**Source extract**

○ ○ ○

1

I have tried to evaluate an OpenMPI program with Matrix Multiplication algorithm, the written code scales very well on a single thread per core machine in our Laboratory (close to ideal speedup within 48 and 64 cores), However, on some other machines which are hyperthreaded there is strange behavior, as you can see in the screenshot from htop I realized the CPU utilization when I run the same experiment with the same command is different and strange, I executed the program with

mpirun --bind-to hwthread--use-hwthread-cpus -n 2 ...

enter image description here

Here I bind the MPI workers to each hwthread, and can be seen with -n 2 which means I overwrite the variable in such a way to bind the execution on two processors (here hwthreads), however, seems it uses another hwthread with more or less 50% of utilization as well! I found this strange because there is not any extra CPU utilization on other machines, I tried this experiment many times and I'm sure this is not a temporary check or sth by OS and is due to the execution model of OpenMPI.

I appreciate it if someone could explain this behavior and extra CPU utilization when I execute this on the hyper-threaded machine.

○ ○ ○

**Stored data**
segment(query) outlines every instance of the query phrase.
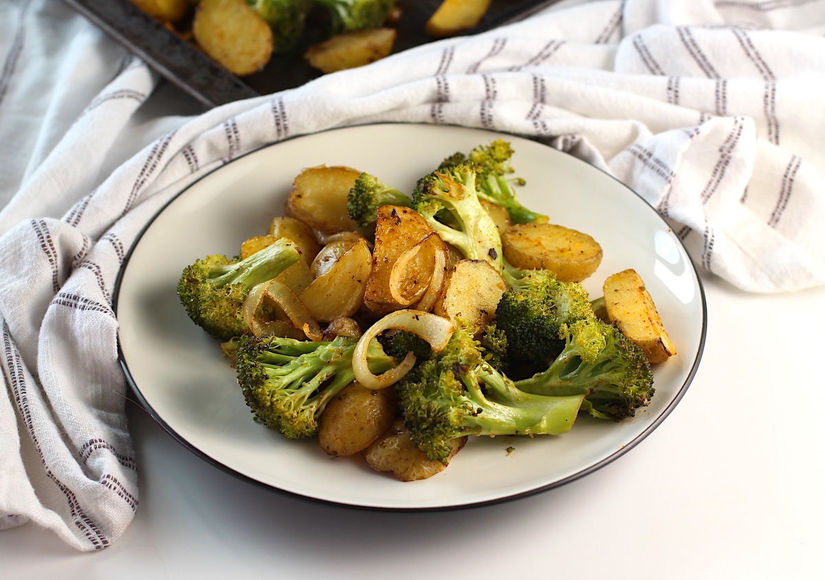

○ ○ ○

**Task details**
Name each software tool or program that the forum post about OpenMPI on hyperthreaded machines mentions by name.

**Your solution**
- OpenMPI
- mpirun
- htop